[Segmentation labeling entries]
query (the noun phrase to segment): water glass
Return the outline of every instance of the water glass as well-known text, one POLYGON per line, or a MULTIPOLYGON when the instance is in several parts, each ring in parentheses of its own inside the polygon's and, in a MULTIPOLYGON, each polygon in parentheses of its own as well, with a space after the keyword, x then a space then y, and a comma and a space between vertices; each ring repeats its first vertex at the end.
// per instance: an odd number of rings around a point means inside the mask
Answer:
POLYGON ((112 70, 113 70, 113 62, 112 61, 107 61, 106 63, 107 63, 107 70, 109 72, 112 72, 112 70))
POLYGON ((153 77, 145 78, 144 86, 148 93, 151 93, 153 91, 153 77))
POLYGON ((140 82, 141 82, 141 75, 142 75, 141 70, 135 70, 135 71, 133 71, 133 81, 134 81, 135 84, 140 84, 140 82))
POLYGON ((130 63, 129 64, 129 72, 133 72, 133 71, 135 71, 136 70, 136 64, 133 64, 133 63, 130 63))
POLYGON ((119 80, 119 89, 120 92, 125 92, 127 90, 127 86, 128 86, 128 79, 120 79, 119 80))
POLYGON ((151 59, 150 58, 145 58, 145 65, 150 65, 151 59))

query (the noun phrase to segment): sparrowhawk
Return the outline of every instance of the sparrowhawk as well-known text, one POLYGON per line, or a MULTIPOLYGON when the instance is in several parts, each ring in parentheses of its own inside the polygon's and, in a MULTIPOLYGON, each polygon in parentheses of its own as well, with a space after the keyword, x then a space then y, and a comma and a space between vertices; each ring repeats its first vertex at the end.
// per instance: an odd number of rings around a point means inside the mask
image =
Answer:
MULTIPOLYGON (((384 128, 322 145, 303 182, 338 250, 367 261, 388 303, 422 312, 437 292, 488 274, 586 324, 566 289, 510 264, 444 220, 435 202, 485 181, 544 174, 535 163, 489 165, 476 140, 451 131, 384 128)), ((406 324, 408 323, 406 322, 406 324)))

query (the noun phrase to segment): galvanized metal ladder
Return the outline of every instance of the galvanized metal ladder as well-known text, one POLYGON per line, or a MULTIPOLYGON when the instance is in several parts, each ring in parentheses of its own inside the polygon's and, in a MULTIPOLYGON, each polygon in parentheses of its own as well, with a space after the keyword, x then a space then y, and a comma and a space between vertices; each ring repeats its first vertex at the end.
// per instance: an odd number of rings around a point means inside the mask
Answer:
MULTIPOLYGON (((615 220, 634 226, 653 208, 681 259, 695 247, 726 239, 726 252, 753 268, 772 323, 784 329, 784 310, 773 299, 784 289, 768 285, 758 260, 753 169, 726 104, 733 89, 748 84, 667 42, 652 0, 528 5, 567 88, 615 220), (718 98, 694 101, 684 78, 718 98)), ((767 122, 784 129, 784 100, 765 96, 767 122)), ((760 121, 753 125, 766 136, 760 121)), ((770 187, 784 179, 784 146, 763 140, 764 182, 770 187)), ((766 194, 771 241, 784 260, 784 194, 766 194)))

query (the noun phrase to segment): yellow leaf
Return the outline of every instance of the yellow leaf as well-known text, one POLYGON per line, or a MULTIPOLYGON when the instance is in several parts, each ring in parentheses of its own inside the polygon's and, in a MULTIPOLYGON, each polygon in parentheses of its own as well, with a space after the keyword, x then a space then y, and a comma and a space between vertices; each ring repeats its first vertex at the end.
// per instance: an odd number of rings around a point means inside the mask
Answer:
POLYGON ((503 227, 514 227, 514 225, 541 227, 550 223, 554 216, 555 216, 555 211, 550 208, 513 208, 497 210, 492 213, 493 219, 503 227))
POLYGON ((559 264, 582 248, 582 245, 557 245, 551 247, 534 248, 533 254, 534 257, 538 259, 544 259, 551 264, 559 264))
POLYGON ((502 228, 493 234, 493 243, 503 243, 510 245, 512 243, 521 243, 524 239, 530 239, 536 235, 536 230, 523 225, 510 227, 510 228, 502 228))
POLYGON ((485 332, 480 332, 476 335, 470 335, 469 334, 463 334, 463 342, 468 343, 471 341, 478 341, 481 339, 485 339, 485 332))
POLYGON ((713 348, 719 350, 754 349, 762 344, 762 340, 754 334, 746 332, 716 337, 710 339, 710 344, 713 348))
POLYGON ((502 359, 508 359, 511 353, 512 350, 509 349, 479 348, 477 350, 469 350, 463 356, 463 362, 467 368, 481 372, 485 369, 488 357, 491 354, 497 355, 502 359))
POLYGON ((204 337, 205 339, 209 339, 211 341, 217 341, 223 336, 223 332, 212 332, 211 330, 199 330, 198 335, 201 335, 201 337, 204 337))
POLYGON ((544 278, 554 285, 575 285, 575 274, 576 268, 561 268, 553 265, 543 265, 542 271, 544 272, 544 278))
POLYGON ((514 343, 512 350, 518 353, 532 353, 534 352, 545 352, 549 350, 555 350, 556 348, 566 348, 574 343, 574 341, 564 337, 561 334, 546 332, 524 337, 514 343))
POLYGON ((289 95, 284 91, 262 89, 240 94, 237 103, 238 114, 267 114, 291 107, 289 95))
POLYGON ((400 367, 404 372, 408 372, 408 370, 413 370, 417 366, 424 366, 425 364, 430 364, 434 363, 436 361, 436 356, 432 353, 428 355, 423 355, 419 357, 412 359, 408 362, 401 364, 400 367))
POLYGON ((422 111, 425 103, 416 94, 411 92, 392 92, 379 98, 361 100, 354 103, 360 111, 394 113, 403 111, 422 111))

What the exercise asks – Express the part of the entries that opens with the line containing "query (the noun phrase to segment): galvanized" and closes with the line containing "MULTIPOLYGON (((615 220, 634" as a two-column CSV with the headers request and answer. Each entry in that part gets one row, with its text in one quoted field, its answer in another, and line breaks replaced by spaces.

Final result –
request,answer
"query (the noun phrase to segment): galvanized metal ladder Return the outline of every instance of the galvanized metal ladder as well-known text, one POLYGON per line, or a MULTIPOLYGON when the instance is in several parts, each ring in parentheses of its own inside the polygon's and, in a MULTIPOLYGON, each polygon in parentheses of its own as well, with a space after the keyword, x then a space then y, and a comma and a space between vertices; each ring repeats its first vertex at the end. // per instance: an odd number of rings around a point means inside the mask Answer:","MULTIPOLYGON (((615 220, 634 226, 653 208, 681 259, 695 247, 726 239, 726 252, 753 268, 772 323, 784 329, 784 310, 773 299, 784 289, 768 285, 758 260, 753 169, 726 104, 733 89, 748 84, 667 42, 652 0, 528 5, 567 88, 615 220), (718 98, 694 101, 684 78, 718 98)), ((767 122, 784 129, 784 100, 765 96, 767 122)), ((760 121, 753 125, 766 136, 760 121)), ((770 187, 784 179, 784 146, 763 140, 764 182, 770 187)), ((766 194, 771 241, 784 260, 784 194, 766 194)))"